***** Records to process

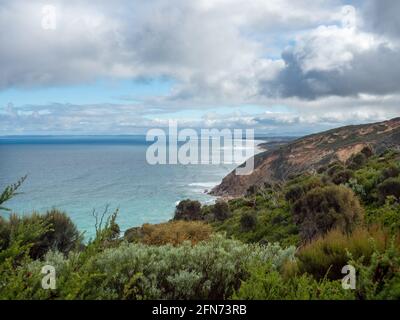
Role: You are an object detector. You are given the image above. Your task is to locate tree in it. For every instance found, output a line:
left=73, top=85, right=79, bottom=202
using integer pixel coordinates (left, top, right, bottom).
left=347, top=153, right=367, bottom=170
left=30, top=209, right=82, bottom=258
left=292, top=185, right=363, bottom=241
left=212, top=201, right=231, bottom=221
left=240, top=212, right=257, bottom=232
left=332, top=169, right=353, bottom=185
left=378, top=178, right=400, bottom=202
left=174, top=200, right=202, bottom=221
left=380, top=165, right=400, bottom=182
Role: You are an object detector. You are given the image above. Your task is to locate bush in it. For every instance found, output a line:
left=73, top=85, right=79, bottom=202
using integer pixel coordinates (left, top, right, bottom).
left=327, top=164, right=345, bottom=177
left=332, top=169, right=354, bottom=185
left=360, top=146, right=374, bottom=158
left=246, top=185, right=260, bottom=196
left=125, top=221, right=213, bottom=246
left=30, top=209, right=82, bottom=259
left=296, top=227, right=396, bottom=280
left=377, top=177, right=400, bottom=202
left=5, top=235, right=294, bottom=300
left=347, top=153, right=367, bottom=170
left=212, top=201, right=231, bottom=221
left=292, top=185, right=363, bottom=241
left=174, top=200, right=202, bottom=221
left=380, top=165, right=400, bottom=182
left=0, top=211, right=81, bottom=260
left=350, top=240, right=400, bottom=300
left=233, top=264, right=354, bottom=300
left=240, top=212, right=257, bottom=232
left=366, top=197, right=400, bottom=232
left=285, top=185, right=304, bottom=203
left=285, top=176, right=323, bottom=203
left=0, top=216, right=11, bottom=251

**********

Work instruction: Wherever "image" occurs in the entries above, copy the line it sits on.

Reply:
Role: You are an object detector. You are given the image above. Your task is to locate tree in it. For every instance found, output a line:
Role: You are an object detector. You are given the image above. Your task is to locate bush in it. For every instance found, output a line:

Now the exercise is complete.